Compito assegnato 1 -
Ridimensiona i record dalla riga che contiene "outline: rocky path" fino alla riga che contiene "[[[0,144],[129,133],[192,80],[259,121],[445,141],[441,2],[0,0]]]", quest'ultima compresa, riscrivendo tutte queste righe con le richieste incluse. Nelle risposte moltiplica per 2 ogni coordinata e arrotonda a numeri interi, con le metà arrotondate per eccesso.

Estratto da leggere -
================
Se il mare non è un’opzione, perché non provare con la montagna. “Allora, le ho chiesto da dove venisse lei, mi ha detto Locatello, ho chiesto ‘ma esiste davvero un posto che si chiama così?’. Mi ha detto che si trova in provincia di Bergamo, io mi sono chiesto che posto fosse: così, sono salito nel 2001, erano le prime esplorazioni del posto”.
La Valle Imagna diventa quindi la meta della coppia, che abbandona gli indugi. “Quando Marianna si è laureata, anche lei in psicologia, a fine 2002, ci siamo decisi a trasferirci: ci sono due tipi di persone che si spostano, per lavoro o per amore, io senza dubbio rientro nel secondo caso” scherza Carlo, che del paesino ha da subito un’ottima impressione. “A dicembre saranno 20 anni che vivo a Locatello. Mi è piaciuto molto da subito, è estremamente verde. Ero poco abituato ai boschi, ed essendo curioso ho iniziato a fare camminate. Ho collaborato anche con il CAI, portando sia i gruppi senior sia facendo iniziative con l’Alpinismo Giovanile. Abbiamo fatto l’anello del Bernina, grazie a fondi europei per la corretta fruizione della montagna. Si faceva ricerca e si pubblicava, magari quale cima fosse meglio proporre durante le gite. Ho iniziato con tappe da 20 km, impegnativo, ma è stata una bellissima esperienza. Avevamo addirittura il cameraman, insomma era una cosa fatta bene – ricorda –. Facendo queste cose sono entrato nel cuore della Valle e ho anche iniziato a pescare nell’Imagna. In famiglia sono arrivati a chiedermi di non portare più trote a casa!”.
L’impegno nella politica locale
Il salto da Livorno alle Orobie è stato una mossa decisamente azzeccata e l’adattamento è stato facile. “Io sono innamorato della Valle, anche i miei parenti di Livorno quando vengono restano incantati. I valdimagnini son gente tosta, dal cuore buono, ma devi saper superare il momento iniziale. Siamo comunque in montagna e si sente. Ci sono anche ricerche su questo: chi vive in valli chiuse tende a tratti di personalità più “duri”, chi magari vive in valli aperte tende ad adattarsi e sviluppare tratti più estroversi. Il luogo in cui si sta condiziona come ci si forma”. Vale anche per lo stesso Carlo, che dalle sue radici ha preso l’impegno per la politica.
================
Compito assegnato 2 -
Elenca tutti i nomi propri di luogo presenti nell'estratto, nell'ordine in cui compaiono per la prima volta.
================
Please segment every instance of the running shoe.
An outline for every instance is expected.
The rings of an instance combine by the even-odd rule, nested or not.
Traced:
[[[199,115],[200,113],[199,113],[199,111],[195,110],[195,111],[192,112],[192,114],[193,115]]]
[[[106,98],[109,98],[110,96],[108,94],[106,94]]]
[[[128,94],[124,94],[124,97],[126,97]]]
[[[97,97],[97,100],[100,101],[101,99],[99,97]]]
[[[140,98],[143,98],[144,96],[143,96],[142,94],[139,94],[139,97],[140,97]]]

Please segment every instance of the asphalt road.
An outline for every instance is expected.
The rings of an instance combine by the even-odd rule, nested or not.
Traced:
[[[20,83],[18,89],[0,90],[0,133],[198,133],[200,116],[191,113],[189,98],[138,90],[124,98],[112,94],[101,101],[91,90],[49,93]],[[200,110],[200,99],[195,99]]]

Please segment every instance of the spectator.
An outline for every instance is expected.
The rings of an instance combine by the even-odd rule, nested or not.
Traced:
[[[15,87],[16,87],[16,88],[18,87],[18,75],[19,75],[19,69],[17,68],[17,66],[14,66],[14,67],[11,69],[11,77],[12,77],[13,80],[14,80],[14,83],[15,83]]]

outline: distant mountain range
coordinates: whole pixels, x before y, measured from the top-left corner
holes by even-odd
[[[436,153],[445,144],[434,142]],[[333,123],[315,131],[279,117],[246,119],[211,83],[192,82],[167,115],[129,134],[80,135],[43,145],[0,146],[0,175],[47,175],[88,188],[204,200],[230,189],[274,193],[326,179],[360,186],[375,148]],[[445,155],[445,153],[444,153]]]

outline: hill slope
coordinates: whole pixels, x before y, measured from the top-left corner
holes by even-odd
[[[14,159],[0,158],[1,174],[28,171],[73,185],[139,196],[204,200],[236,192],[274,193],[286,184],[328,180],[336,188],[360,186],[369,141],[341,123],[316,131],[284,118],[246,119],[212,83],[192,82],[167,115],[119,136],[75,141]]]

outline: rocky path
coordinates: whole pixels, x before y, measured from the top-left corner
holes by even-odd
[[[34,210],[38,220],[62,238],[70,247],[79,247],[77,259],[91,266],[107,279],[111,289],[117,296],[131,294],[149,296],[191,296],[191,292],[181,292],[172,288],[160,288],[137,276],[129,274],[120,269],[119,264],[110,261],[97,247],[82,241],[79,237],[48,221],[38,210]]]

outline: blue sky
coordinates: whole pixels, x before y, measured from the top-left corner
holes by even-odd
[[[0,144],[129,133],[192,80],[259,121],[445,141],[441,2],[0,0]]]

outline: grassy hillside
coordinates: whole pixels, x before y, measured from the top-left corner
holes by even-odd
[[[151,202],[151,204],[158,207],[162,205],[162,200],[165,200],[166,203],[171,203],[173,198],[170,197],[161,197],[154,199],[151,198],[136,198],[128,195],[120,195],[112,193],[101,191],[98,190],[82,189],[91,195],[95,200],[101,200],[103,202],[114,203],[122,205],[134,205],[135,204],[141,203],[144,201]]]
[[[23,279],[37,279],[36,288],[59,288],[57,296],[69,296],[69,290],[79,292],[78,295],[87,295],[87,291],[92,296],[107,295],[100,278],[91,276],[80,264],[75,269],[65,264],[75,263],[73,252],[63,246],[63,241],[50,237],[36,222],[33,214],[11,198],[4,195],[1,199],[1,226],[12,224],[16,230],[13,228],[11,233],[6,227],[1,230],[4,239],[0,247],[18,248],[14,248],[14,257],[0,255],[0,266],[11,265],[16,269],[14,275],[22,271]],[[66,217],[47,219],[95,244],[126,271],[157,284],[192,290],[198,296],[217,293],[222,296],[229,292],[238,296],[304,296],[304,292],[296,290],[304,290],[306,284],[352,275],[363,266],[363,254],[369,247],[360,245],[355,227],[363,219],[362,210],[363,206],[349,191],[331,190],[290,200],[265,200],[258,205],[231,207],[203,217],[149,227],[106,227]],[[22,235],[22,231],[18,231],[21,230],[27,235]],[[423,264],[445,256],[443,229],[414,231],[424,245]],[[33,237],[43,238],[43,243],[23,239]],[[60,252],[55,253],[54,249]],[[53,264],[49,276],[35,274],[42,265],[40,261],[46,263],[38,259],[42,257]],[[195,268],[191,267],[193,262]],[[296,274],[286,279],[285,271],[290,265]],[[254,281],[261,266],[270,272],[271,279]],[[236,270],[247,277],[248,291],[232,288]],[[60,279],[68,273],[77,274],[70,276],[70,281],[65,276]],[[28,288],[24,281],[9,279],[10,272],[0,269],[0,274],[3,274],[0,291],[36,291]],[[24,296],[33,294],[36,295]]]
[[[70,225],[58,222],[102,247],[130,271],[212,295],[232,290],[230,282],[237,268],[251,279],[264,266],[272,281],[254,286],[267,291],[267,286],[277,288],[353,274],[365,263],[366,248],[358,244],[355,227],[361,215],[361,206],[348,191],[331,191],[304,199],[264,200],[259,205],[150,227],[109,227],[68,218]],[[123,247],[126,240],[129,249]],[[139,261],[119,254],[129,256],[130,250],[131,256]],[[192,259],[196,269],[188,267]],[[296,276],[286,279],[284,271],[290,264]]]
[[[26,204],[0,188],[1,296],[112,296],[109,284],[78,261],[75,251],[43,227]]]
================
Risposta completa 1 -
outline: rocky path
coordinates: whole pixels, x before y, measured from the top-left corner
holes by even-odd
[[[68,420],[76,440],[124,476],[140,494],[158,494],[154,518],[182,532],[214,558],[222,578],[234,592],[262,588],[298,592],[382,592],[382,584],[362,584],[344,576],[320,576],[274,552],[258,548],[240,538],[238,528],[220,522],[194,494],[164,482],[158,474],[96,442],[76,420]]]

outline: blue sky
coordinates: whole pixels, x before y, measured from the top-left corner
holes by even-odd
[[[0,288],[258,266],[384,160],[518,242],[890,282],[882,4],[0,0]]]

Risposta completa 2 -
Locatello, Bergamo, Valle Imagna, Bernina, Imagna, Livorno, Orobie